Referring expression data:
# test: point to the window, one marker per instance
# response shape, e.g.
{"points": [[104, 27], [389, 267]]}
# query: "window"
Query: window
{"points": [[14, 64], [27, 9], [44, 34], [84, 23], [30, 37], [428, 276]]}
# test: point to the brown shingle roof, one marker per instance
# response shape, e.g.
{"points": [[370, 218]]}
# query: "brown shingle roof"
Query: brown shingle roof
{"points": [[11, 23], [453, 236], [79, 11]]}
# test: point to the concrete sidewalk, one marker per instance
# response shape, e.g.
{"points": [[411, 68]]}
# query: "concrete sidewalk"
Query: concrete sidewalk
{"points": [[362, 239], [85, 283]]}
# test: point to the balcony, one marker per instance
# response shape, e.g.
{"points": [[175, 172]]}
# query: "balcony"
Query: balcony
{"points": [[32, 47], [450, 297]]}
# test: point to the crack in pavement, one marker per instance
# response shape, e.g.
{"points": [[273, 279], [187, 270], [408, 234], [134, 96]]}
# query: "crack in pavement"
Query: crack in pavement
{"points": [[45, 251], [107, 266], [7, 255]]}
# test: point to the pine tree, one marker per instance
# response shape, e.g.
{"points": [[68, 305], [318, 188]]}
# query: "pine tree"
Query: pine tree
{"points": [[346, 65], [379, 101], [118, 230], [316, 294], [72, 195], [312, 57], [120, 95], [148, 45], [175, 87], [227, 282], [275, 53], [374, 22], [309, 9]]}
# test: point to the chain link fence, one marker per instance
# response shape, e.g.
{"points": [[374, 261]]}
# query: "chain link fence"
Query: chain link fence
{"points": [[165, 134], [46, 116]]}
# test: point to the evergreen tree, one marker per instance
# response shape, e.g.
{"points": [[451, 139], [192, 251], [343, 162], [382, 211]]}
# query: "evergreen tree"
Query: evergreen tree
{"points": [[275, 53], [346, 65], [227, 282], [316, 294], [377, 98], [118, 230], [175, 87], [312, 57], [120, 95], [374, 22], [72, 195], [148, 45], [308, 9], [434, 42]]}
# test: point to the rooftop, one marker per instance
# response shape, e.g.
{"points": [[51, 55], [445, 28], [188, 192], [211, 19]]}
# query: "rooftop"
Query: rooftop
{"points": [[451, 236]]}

To do: Give the entries again exactly as they stand.

Answer:
# test: point to the window, one marker per instance
# response shape, e.g.
{"points": [[104, 27], [389, 267]]}
# query: "window"
Query: window
{"points": [[14, 64], [27, 9], [44, 34], [84, 23], [30, 37], [428, 276]]}
# test: point to the brown shingle roof, one marker per instance
# response shape, e.g.
{"points": [[370, 218]]}
# query: "brown shingle roof"
Query: brown shingle roof
{"points": [[11, 23], [453, 236], [79, 11]]}
# test: point to the concrete sidewalk, one marker per instance
# response shape, e.g.
{"points": [[411, 68]]}
# query: "concrete sidewalk"
Query: concrete sidewalk
{"points": [[362, 239], [85, 283]]}
# test: point to the balcony, one marker per instance
# response shape, e.g.
{"points": [[175, 172]]}
# query: "balcony"
Query: balcony
{"points": [[32, 47], [450, 297]]}
# test: point to the crack in pavement, one marker per instance
# response shape, e.g.
{"points": [[273, 279], [187, 270], [408, 234], [134, 96]]}
# query: "crack in pavement"
Query: crack in pavement
{"points": [[45, 251], [107, 266], [7, 255]]}
# test: point to the pine tree, one marker per instance
# response shape, e.g.
{"points": [[68, 305], [318, 188]]}
# query: "pine tree"
Query: pine tree
{"points": [[346, 65], [379, 101], [118, 230], [316, 294], [72, 195], [312, 57], [120, 95], [148, 45], [175, 87], [227, 282], [275, 53], [374, 22], [309, 9]]}
# test: point to the chain link fence, one marker per instance
# response shape, e.g.
{"points": [[374, 261]]}
# query: "chain link fence"
Query: chain link fence
{"points": [[165, 134], [46, 116]]}
# test: point to the evergreen tree, one marker per instance
# response shape, e.g.
{"points": [[451, 139], [192, 251], [343, 162], [382, 211]]}
# query: "evergreen tree"
Query: evergreen tree
{"points": [[275, 53], [346, 65], [227, 282], [316, 294], [377, 98], [118, 230], [175, 87], [312, 57], [120, 95], [374, 22], [72, 195], [148, 45], [308, 9], [434, 42]]}
# test: point to the rooftop, one marker per instance
# response shape, e.g.
{"points": [[51, 55], [445, 28], [188, 192], [211, 19]]}
# query: "rooftop"
Query: rooftop
{"points": [[451, 236]]}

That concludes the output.